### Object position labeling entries
- - - -
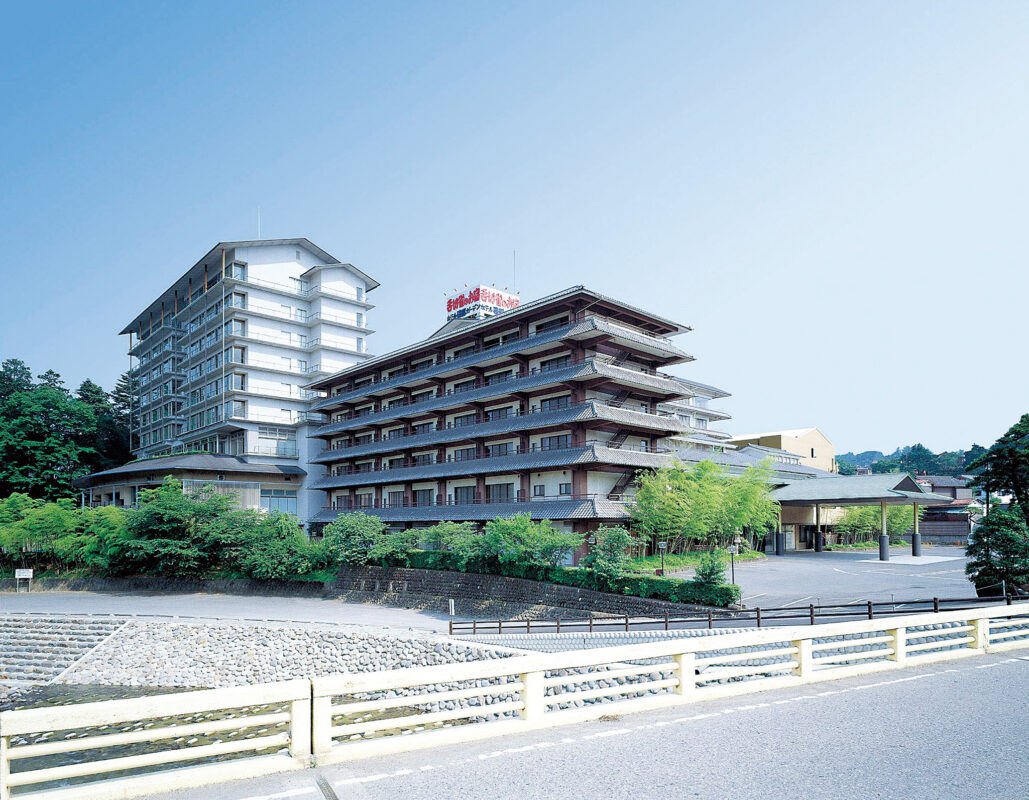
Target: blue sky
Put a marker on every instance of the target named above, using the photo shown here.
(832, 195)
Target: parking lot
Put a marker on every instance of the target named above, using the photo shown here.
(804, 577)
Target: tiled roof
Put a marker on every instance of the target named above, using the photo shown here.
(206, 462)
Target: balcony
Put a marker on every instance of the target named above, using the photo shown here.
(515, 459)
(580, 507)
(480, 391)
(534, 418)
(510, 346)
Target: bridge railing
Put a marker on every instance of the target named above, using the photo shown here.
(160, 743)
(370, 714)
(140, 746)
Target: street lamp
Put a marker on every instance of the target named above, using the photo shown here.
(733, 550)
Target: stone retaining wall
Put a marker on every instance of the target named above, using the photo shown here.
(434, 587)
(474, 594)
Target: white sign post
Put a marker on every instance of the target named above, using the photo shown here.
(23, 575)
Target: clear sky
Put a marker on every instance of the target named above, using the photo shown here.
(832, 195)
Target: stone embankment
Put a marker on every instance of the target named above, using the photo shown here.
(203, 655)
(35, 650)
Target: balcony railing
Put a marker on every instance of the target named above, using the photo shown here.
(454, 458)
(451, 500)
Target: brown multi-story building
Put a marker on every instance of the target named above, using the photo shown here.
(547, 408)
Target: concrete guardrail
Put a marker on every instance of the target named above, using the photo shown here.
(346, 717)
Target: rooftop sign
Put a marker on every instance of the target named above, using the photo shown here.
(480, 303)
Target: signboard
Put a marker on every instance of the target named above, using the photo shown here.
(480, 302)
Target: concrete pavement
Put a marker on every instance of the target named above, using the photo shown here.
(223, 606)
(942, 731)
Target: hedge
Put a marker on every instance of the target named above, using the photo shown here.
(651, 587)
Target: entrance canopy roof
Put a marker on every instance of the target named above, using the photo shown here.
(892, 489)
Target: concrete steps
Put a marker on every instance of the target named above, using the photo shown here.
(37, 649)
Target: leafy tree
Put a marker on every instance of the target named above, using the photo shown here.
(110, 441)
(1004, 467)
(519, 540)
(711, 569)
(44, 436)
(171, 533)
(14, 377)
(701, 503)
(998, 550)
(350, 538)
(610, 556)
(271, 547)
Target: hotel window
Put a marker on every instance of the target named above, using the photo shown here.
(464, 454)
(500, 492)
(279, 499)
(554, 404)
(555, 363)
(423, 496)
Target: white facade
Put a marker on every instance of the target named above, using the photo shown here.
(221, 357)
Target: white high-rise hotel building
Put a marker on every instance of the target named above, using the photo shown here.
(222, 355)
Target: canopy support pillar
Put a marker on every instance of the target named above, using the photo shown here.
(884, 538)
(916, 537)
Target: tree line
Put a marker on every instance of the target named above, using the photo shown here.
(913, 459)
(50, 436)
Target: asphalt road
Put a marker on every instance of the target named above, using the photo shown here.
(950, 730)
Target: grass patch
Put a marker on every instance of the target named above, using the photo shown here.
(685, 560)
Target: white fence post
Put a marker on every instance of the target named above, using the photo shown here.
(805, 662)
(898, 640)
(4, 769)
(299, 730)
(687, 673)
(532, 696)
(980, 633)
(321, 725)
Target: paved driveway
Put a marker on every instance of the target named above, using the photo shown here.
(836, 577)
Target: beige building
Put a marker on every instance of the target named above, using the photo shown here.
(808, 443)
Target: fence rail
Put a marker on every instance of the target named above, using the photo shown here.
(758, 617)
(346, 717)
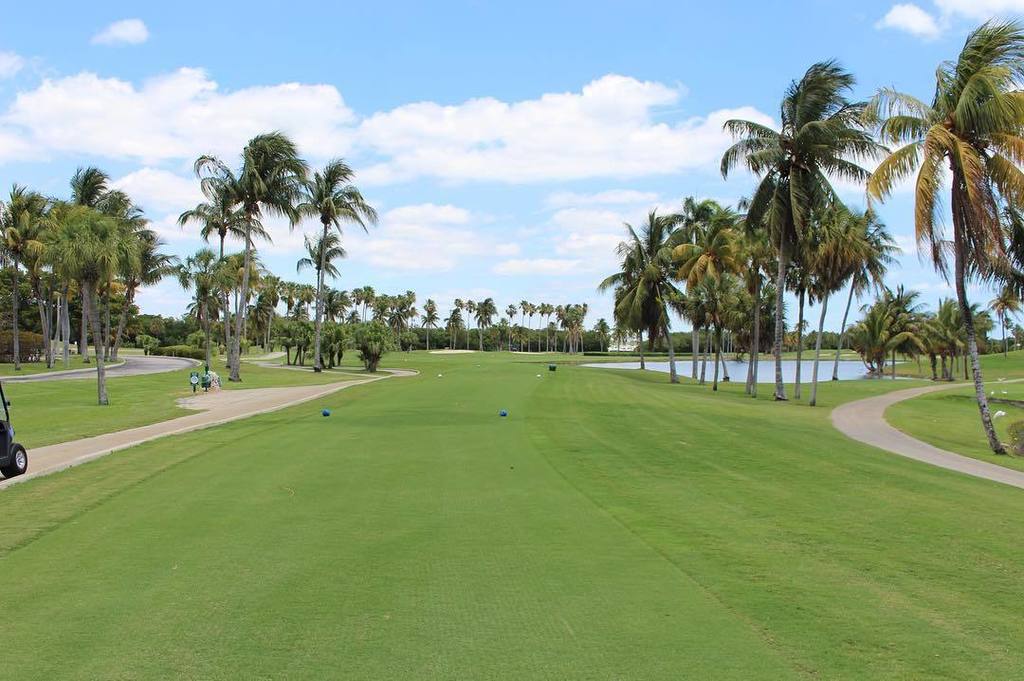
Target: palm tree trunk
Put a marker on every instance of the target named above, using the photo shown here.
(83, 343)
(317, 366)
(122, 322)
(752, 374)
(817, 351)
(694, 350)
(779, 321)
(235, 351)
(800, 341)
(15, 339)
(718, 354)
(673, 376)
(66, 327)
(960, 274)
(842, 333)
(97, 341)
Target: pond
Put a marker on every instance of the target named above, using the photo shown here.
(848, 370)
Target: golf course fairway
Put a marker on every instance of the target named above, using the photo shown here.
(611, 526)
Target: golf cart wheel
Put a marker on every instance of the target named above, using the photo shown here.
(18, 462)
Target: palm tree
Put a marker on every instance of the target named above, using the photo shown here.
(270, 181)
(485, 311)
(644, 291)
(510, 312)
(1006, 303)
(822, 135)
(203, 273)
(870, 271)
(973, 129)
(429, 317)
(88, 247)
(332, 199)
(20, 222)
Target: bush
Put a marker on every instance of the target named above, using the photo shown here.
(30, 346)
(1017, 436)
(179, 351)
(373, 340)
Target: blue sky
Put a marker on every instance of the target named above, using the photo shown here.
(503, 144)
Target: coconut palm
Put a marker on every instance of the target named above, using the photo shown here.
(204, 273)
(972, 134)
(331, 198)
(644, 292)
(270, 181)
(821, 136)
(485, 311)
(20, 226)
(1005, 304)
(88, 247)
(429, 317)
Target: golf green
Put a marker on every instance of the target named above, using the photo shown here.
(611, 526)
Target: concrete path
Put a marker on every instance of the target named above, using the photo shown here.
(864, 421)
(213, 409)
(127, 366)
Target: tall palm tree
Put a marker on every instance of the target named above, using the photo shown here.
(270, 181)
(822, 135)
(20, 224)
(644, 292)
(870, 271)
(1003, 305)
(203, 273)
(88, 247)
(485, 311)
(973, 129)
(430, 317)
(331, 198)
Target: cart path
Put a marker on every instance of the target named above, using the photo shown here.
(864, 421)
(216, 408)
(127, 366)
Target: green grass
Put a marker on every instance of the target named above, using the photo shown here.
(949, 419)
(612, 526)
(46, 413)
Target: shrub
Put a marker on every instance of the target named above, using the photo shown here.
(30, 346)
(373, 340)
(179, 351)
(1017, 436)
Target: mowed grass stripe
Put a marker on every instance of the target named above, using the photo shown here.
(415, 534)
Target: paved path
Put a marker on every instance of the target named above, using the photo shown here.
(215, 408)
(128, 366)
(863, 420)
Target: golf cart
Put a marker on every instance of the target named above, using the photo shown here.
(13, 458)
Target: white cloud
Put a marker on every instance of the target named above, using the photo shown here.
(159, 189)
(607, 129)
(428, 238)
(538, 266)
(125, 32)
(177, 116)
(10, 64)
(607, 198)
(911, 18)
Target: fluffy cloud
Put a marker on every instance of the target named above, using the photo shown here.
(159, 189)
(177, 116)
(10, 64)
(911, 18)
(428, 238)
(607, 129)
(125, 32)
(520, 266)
- - - -
### STATED GOAL
Write out the whole listing again, exactly, with no pictures.

### RESPONSE TO THE TASK
Target: blue sky
Put a marker on every instance of the target named above, using the photo shown here.
(832, 195)
Target: parking lot
Put a marker on every instance of the target named above, using the photo shown here.
(804, 577)
Target: tiled roof
Put a marker on every instance of the target named above, using the photo shown here.
(206, 462)
Target: balcony
Put a marker on every instance of the target named above, using the photo shown here.
(515, 459)
(580, 507)
(480, 391)
(534, 418)
(510, 346)
Target: bridge railing
Put a marker on every instance of the target named above, using the photo shown here.
(160, 743)
(370, 714)
(140, 746)
Target: street lamp
Put a marker on every instance of the target named above, using the photo shown here.
(733, 550)
Target: stone retaining wall
Put a marker on every instance of the target named above, using the photo shown here.
(434, 587)
(474, 594)
Target: white sign post
Put a marker on every instance of the target named above, using the photo shown here.
(23, 575)
Target: clear sky
Put a marker on every instance of the target named above, using the photo shown here.
(832, 195)
Target: stone embankment
Put a marker on every instance of the target named above, using the photo shown here.
(203, 655)
(35, 650)
Target: balcony railing
Put a marker on every instance of the target named above, using the photo shown here.
(454, 458)
(451, 500)
Target: brown multi-story building
Put a marker on every instance of the target named above, using the photo shown here.
(547, 408)
Target: concrete guardrail
Put a marker on every instance of the target named above, using the photo shown here.
(346, 717)
Target: rooftop sign
Put a marker on every instance of the target named above, using the photo shown here.
(480, 303)
Target: signboard
Put a marker on every instance of the target named above, using the photo shown here.
(480, 302)
Target: concrete pavement
Put a marker on every instance of the target named above, using the photo shown here.
(223, 606)
(942, 731)
Target: hedge
Put a marker on every instance of the target named above, using the photo shown here.
(651, 587)
Target: entrance canopy roof
Put a marker on every instance of the target named above, using the photo shown here.
(892, 489)
Target: concrete steps
Put a marker on every instance of the target named above, using the photo shown here.
(37, 649)
Target: leafy tree
Put a marker on every instance of the target named above, using the photo shown here.
(110, 441)
(1004, 467)
(519, 540)
(711, 569)
(44, 436)
(171, 533)
(14, 377)
(701, 503)
(998, 550)
(350, 538)
(610, 556)
(271, 547)
Target: hotel window
Put a marker on every instance of the target named above, using the photo shown here.
(464, 454)
(500, 492)
(279, 499)
(554, 404)
(555, 363)
(423, 496)
Target: white facade
Put a marker on every instance of the target named above, using the photo shown here.
(221, 357)
Target: white high-rise hotel building
Put a marker on every instance of the target named above, using the photo shown here.
(222, 355)
Target: canopy support pillar
Put a marker on every instance of the target named above, using the photo shown here.
(884, 538)
(916, 537)
Target: tree line
Put a marker on every instance of the target named above, using the photo shown here.
(913, 459)
(50, 436)
Target: asphalt road
Put a marker on every instance of the target named above, using the photo shown here.
(950, 730)
Target: grass patch
Put a marker on every instance of the target named above, using the photo shown here.
(685, 560)
Target: white fence post
Put a marker on every instance of the target named above, using the photo shown here.
(805, 662)
(898, 640)
(4, 769)
(299, 730)
(687, 673)
(532, 696)
(980, 633)
(321, 725)
Target: paved driveway
Put a marker on every instance of the target named above, using the photo shown here.
(836, 577)
Target: beige building
Put a marker on every instance of the target named above, using the photo shown here.
(808, 443)
Target: fence rail
Put a marker on every instance of the target named above, using the photo shown here.
(758, 617)
(346, 717)
Target: palm tree trunk
Put a marker on every instance of the target named above, using the photo shown here.
(83, 343)
(317, 366)
(122, 322)
(752, 374)
(817, 351)
(694, 350)
(779, 321)
(235, 351)
(800, 341)
(15, 339)
(718, 354)
(673, 376)
(66, 327)
(960, 274)
(842, 333)
(97, 341)
Target: pond
Put a marker on every instance of the target named above, using the photo shown here.
(848, 370)
Target: golf course fairway
Put a marker on every instance of the target named above, using the photo shown here.
(611, 526)
Target: golf cart wheel
Put a marker on every instance of the target named above, using the photo shown here.
(18, 462)
Target: palm tree
Put a marker on every instance of the target named above, using the photo shown here.
(270, 181)
(485, 311)
(644, 291)
(510, 312)
(1006, 303)
(822, 135)
(203, 273)
(870, 271)
(973, 129)
(429, 317)
(88, 247)
(332, 199)
(20, 222)
Target: bush
Put a marker on every instance of the target named above, using the photo shown here.
(30, 346)
(1017, 436)
(179, 351)
(373, 340)
Target: blue sky
Put a marker on every instance of the target named above, using the photo shown here.
(503, 144)
Target: coconut palm
Put a marker on every instance of the target named above, using the photo shown here.
(204, 273)
(972, 134)
(331, 198)
(644, 292)
(270, 181)
(821, 136)
(485, 311)
(20, 226)
(1005, 304)
(88, 247)
(429, 317)
Target: golf green
Put a marker on every instance of the target named above, using the photo shown here.
(611, 526)
Target: concrete path
Put a marker on every instance of the target named above, using the photo shown here.
(864, 421)
(213, 409)
(127, 366)
Target: tall palm tree
Put a marker on every instance of the target named above, using the photo shown here.
(270, 181)
(822, 135)
(20, 224)
(644, 292)
(870, 271)
(1003, 305)
(203, 273)
(88, 247)
(485, 311)
(973, 129)
(430, 317)
(331, 198)
Target: cart path
Put a marker on every instance of the target named above, using the photo shown here.
(864, 421)
(216, 408)
(127, 366)
Target: green grass
Put a marker on every instance of the target named above, using the photo shown here.
(949, 419)
(612, 526)
(46, 413)
Target: shrub
Put a marker on every instance of the target named above, using the photo shown here.
(30, 346)
(373, 340)
(179, 351)
(1017, 436)
Target: mowed grass stripe
Put a marker on every instance of the target named above, using the photo shown here.
(415, 534)
Target: paved path
Put a marker on every instance of the target named above, using the photo shown here.
(215, 408)
(128, 366)
(863, 420)
Target: golf cart
Put a marker on every instance of the target named above, using the photo shown here.
(13, 458)
Target: white cloud
Put a marker on every instance of the target named above, using the photo shown here.
(159, 189)
(607, 129)
(428, 238)
(538, 266)
(125, 32)
(177, 116)
(10, 64)
(607, 198)
(911, 18)
Target: fluffy cloud
Put a marker on every instance of the target named above, using the photo shown here.
(159, 189)
(177, 116)
(10, 64)
(911, 18)
(428, 238)
(607, 129)
(125, 32)
(520, 266)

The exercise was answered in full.